### What is expected
Transcribe the records from the line containing "Could you please indicate the puppy's" onward, up to and including the final line, exactly and without anything else.

### Records for this task
◇ ◇ ◇ ◇
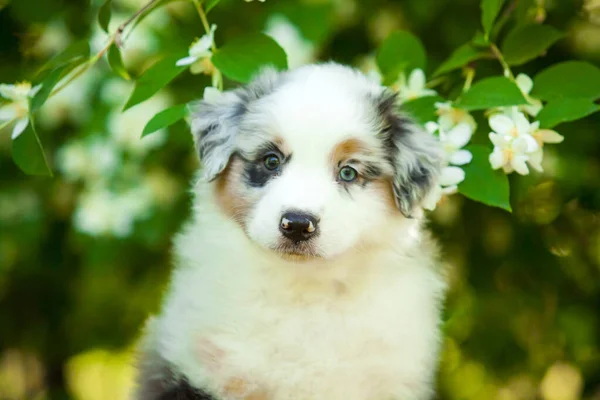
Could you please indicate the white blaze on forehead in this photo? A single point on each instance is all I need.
(313, 110)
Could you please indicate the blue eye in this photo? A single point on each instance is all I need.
(272, 162)
(348, 174)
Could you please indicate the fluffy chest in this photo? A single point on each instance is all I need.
(364, 346)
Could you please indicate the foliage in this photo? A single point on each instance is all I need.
(107, 121)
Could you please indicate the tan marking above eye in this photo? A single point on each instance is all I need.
(227, 188)
(348, 149)
(385, 191)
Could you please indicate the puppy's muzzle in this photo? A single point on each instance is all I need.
(298, 226)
◇ ◇ ◇ ◇
### Reply
Could you please indicate the puppy's muzzle in this photo? A single point on each instance is all I need.
(298, 226)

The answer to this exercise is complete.